▸ Problem to work on
Keep only those lines of the records that include the string "white".

(Point localization data)
Start of Block
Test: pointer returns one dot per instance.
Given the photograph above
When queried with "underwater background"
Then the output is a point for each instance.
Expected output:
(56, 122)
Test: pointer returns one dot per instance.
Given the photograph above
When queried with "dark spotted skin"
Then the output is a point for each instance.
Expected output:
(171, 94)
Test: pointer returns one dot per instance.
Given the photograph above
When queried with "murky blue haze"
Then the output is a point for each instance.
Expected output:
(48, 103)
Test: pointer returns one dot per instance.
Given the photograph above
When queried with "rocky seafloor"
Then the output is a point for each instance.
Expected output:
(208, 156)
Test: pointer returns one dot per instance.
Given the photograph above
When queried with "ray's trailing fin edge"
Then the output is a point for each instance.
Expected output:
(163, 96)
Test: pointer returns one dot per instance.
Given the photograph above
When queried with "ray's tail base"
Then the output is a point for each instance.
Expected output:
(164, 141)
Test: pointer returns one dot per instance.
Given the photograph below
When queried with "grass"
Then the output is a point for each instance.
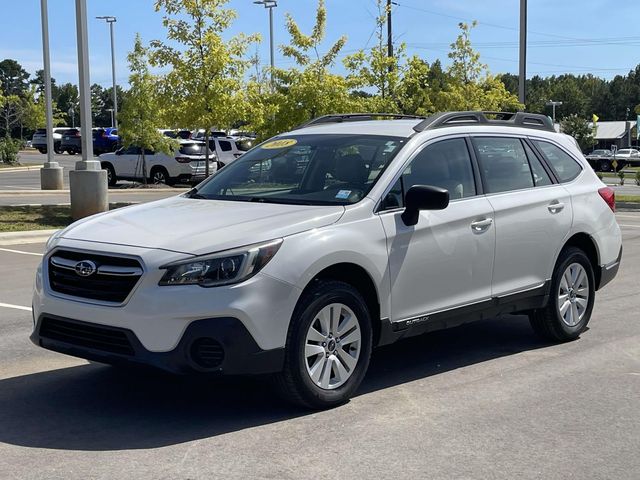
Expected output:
(15, 219)
(45, 217)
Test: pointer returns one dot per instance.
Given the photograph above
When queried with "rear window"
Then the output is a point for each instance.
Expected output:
(565, 167)
(192, 149)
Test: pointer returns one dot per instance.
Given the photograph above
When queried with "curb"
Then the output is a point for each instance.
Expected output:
(28, 236)
(21, 169)
(4, 193)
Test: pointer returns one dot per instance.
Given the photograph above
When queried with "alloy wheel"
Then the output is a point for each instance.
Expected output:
(332, 346)
(573, 294)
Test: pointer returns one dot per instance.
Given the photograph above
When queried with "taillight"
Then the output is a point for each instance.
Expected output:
(608, 194)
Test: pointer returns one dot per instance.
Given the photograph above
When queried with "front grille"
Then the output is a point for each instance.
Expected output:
(106, 339)
(207, 353)
(112, 280)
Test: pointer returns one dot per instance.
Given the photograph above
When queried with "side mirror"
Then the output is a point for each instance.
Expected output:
(423, 197)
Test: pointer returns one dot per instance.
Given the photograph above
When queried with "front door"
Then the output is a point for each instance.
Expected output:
(446, 259)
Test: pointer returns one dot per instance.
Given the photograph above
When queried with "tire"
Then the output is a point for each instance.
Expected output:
(334, 368)
(572, 290)
(604, 166)
(159, 176)
(112, 180)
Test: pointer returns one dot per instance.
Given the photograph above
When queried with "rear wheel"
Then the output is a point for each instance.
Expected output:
(159, 176)
(571, 299)
(604, 165)
(328, 346)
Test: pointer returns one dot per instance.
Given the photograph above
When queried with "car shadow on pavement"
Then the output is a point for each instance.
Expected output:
(95, 408)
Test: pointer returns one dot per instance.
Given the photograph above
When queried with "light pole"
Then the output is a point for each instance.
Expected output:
(51, 173)
(553, 104)
(88, 182)
(522, 94)
(269, 5)
(114, 117)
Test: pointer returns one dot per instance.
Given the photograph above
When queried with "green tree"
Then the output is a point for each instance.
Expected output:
(139, 122)
(579, 129)
(309, 89)
(376, 69)
(205, 85)
(470, 86)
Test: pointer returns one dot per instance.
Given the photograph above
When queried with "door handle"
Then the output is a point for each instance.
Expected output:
(555, 207)
(480, 226)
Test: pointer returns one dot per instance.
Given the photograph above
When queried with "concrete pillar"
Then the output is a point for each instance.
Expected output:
(51, 176)
(88, 190)
(88, 182)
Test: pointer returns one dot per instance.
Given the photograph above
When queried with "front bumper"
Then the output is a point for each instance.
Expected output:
(215, 345)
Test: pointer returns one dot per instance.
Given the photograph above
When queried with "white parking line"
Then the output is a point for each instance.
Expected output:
(19, 251)
(17, 307)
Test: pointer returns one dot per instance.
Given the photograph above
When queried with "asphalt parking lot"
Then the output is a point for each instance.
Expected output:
(483, 401)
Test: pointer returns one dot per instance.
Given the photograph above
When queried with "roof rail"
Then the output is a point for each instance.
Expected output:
(355, 117)
(506, 119)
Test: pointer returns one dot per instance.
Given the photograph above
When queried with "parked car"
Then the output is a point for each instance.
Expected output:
(600, 160)
(71, 141)
(39, 139)
(105, 140)
(226, 150)
(326, 241)
(186, 165)
(630, 156)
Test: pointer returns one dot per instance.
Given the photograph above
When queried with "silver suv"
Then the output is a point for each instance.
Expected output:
(322, 243)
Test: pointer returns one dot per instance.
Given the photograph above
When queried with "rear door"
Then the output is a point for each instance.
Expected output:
(446, 259)
(532, 212)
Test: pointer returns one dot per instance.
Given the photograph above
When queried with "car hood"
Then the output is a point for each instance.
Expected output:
(196, 226)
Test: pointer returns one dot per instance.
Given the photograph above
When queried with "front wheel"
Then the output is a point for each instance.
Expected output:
(571, 299)
(328, 346)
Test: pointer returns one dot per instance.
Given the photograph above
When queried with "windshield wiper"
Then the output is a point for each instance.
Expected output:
(193, 193)
(279, 200)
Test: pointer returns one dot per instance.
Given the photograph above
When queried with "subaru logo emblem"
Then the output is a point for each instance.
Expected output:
(84, 268)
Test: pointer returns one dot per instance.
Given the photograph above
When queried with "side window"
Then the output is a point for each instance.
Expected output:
(504, 164)
(445, 164)
(563, 164)
(540, 176)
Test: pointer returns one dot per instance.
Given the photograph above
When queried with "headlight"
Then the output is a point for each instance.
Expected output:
(223, 268)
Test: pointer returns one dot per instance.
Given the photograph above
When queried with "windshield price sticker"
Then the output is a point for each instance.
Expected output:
(285, 142)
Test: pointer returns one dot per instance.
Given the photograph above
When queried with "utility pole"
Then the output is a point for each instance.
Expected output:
(51, 173)
(270, 5)
(111, 20)
(389, 30)
(88, 182)
(553, 105)
(522, 94)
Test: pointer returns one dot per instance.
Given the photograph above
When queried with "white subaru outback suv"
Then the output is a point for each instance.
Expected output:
(324, 242)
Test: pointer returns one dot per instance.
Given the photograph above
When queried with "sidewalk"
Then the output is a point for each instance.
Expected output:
(31, 236)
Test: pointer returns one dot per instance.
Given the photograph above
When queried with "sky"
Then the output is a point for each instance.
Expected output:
(601, 37)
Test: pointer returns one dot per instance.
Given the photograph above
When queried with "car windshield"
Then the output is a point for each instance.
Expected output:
(305, 169)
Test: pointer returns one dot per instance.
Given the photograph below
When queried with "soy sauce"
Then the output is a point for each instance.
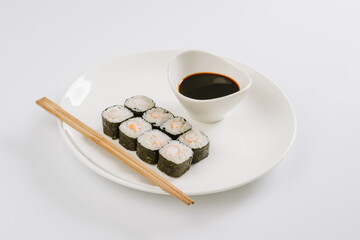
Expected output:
(204, 86)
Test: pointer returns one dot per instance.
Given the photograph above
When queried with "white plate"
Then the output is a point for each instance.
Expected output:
(251, 140)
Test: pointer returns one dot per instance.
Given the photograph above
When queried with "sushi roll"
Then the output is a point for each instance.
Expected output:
(174, 127)
(156, 116)
(130, 130)
(112, 117)
(175, 159)
(139, 104)
(148, 145)
(198, 142)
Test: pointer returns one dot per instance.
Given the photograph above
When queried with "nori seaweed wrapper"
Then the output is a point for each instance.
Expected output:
(127, 142)
(137, 112)
(200, 153)
(147, 155)
(172, 169)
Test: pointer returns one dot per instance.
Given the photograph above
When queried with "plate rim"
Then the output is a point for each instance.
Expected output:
(155, 189)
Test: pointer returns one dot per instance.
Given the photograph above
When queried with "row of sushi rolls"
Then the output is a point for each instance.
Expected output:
(157, 136)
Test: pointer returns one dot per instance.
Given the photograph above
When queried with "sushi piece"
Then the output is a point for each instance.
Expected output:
(156, 116)
(139, 104)
(148, 145)
(174, 127)
(130, 130)
(198, 142)
(112, 117)
(175, 159)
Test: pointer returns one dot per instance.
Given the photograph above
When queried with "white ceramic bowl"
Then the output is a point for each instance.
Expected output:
(212, 110)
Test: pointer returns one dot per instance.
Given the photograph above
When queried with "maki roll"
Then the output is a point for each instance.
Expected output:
(112, 117)
(148, 145)
(174, 127)
(175, 159)
(130, 130)
(139, 104)
(198, 142)
(156, 116)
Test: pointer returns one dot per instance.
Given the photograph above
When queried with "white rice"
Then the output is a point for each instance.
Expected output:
(176, 125)
(139, 103)
(157, 116)
(194, 139)
(117, 114)
(176, 152)
(153, 139)
(134, 127)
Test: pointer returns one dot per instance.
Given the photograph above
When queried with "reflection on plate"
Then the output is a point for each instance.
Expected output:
(251, 140)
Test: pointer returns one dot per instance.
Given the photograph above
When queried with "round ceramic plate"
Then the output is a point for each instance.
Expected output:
(250, 141)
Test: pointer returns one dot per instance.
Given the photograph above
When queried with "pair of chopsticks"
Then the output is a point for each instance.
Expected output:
(112, 148)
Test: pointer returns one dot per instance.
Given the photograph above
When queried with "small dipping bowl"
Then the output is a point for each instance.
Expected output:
(192, 62)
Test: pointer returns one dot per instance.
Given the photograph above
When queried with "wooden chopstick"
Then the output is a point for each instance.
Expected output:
(112, 148)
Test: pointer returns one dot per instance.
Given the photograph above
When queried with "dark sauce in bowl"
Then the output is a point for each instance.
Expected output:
(204, 86)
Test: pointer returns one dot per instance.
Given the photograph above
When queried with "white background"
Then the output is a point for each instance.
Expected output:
(310, 49)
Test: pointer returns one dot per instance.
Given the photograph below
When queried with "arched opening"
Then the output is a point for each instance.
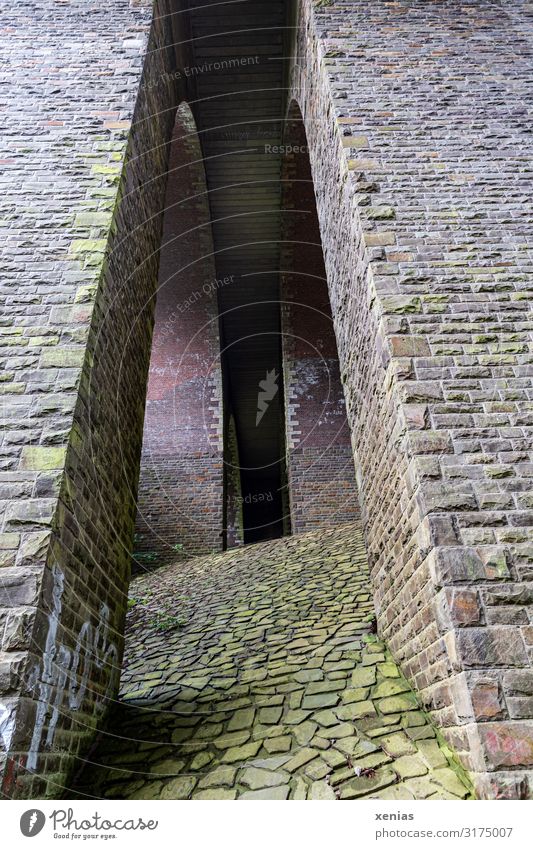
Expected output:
(320, 470)
(180, 502)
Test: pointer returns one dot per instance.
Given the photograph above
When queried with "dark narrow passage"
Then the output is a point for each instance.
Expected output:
(238, 99)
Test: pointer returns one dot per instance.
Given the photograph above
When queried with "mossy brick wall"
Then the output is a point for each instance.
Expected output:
(420, 150)
(84, 177)
(180, 500)
(320, 468)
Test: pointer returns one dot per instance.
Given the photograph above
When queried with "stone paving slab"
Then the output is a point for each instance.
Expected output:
(254, 675)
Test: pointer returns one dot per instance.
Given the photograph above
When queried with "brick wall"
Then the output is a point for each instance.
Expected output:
(86, 171)
(320, 469)
(415, 117)
(181, 484)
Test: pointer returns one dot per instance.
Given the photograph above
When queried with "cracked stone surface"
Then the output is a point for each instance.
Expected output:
(254, 675)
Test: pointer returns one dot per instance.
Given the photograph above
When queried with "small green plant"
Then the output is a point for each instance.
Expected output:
(145, 556)
(167, 622)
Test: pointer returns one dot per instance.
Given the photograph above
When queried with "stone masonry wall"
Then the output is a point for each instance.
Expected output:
(85, 177)
(320, 469)
(180, 499)
(420, 149)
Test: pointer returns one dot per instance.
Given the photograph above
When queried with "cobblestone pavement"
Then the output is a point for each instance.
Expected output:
(254, 675)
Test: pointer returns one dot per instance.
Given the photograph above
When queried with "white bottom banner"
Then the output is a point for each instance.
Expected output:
(274, 824)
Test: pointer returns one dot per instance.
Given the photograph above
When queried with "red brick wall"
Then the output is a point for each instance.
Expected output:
(181, 487)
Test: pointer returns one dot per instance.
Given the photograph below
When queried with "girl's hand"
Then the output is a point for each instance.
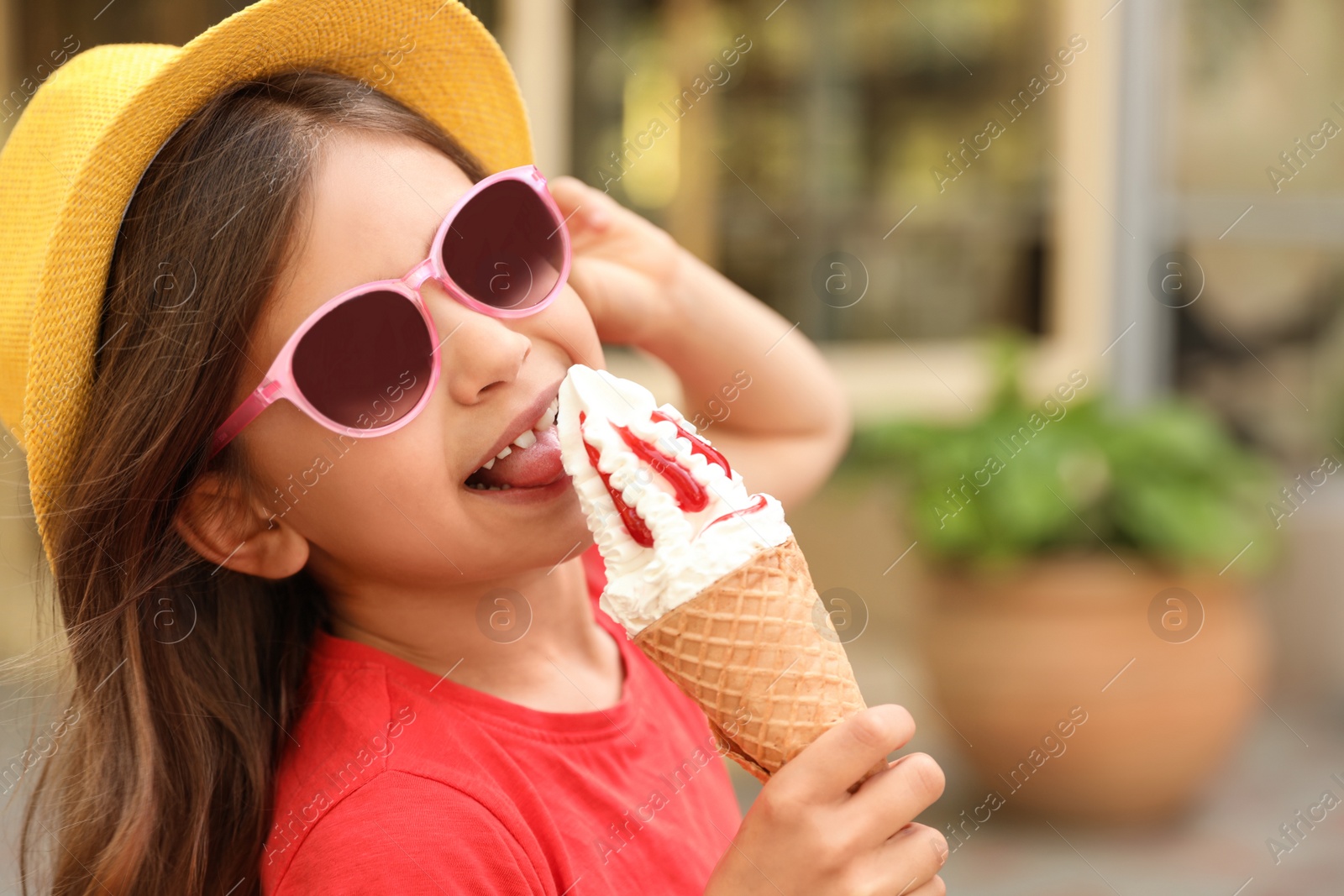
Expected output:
(806, 835)
(625, 269)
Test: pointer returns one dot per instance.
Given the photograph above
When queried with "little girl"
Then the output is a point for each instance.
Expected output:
(349, 642)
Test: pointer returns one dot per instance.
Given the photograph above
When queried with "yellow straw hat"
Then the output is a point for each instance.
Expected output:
(77, 152)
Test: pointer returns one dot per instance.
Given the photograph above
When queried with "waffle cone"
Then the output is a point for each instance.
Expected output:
(759, 656)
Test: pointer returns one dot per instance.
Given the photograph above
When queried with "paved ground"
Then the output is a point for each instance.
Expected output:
(1220, 851)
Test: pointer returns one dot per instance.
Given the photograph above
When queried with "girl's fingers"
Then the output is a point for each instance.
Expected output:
(894, 797)
(906, 864)
(826, 770)
(933, 888)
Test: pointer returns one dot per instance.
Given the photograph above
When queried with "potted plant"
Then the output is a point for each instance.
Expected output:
(1090, 633)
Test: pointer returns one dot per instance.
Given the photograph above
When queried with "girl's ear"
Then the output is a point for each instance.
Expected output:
(228, 528)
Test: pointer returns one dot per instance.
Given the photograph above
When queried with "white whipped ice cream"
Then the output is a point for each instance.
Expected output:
(669, 515)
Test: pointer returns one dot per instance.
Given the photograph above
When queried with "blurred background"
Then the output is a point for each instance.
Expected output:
(1081, 266)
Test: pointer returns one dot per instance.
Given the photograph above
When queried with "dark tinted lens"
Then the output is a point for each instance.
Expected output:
(504, 248)
(367, 363)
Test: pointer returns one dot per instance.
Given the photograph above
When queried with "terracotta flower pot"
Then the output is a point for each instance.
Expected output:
(1085, 694)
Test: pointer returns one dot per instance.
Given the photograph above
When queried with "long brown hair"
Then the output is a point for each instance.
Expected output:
(185, 676)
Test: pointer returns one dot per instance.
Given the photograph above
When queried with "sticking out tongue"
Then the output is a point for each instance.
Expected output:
(524, 468)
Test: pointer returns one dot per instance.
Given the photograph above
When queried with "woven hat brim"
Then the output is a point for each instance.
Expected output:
(454, 73)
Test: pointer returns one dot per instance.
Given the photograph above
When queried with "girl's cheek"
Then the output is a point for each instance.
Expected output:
(569, 325)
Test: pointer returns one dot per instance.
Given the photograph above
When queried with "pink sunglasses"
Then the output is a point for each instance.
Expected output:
(367, 360)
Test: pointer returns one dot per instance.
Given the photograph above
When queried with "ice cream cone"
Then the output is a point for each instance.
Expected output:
(749, 652)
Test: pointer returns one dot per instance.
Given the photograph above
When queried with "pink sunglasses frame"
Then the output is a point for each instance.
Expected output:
(279, 382)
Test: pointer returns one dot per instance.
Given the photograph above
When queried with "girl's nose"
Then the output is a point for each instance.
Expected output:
(476, 349)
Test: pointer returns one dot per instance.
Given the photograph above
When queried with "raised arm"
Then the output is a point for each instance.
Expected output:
(754, 385)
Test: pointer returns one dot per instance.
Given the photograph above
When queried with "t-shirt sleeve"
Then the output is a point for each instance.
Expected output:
(413, 836)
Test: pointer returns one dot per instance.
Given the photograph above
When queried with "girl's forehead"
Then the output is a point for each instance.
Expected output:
(363, 174)
(374, 207)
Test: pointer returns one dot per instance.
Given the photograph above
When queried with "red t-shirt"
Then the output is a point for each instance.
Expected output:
(400, 782)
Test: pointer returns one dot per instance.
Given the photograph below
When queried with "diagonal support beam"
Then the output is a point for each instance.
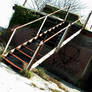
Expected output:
(34, 55)
(41, 25)
(61, 40)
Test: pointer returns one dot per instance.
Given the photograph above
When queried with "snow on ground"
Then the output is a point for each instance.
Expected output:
(13, 82)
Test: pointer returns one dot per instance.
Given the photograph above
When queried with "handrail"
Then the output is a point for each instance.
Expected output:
(8, 43)
(61, 30)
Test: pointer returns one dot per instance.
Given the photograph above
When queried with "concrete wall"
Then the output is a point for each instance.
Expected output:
(71, 62)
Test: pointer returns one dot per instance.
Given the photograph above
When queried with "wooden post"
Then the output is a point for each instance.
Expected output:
(42, 25)
(9, 42)
(67, 13)
(34, 55)
(61, 40)
(87, 20)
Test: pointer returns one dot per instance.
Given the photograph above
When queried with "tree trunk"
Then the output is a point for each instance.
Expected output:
(24, 2)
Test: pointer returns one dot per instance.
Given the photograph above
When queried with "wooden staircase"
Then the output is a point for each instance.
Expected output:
(28, 52)
(20, 56)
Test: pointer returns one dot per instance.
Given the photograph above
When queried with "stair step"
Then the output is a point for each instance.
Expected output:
(10, 62)
(22, 56)
(15, 61)
(18, 58)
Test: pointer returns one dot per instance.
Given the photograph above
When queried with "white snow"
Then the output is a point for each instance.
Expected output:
(13, 82)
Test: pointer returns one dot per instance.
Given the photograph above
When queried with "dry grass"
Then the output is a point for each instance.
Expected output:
(34, 85)
(55, 90)
(43, 74)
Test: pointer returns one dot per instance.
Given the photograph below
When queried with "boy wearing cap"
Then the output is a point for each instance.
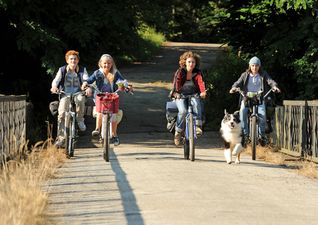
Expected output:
(69, 78)
(254, 80)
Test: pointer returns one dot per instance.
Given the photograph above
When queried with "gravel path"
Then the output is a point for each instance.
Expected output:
(147, 181)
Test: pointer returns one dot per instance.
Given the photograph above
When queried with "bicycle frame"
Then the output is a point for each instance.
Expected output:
(253, 101)
(70, 133)
(190, 134)
(106, 117)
End of Block
▸ Task answer
When queried with "white parking line"
When queried with "white subaru outback suv"
When queried with "white plate"
When queried with "white ceramic bowl"
When queried with "white rice"
When queried with "white background"
When queried with "white bottom banner"
When queried with "white whipped ice cream"
When queried with "white snow"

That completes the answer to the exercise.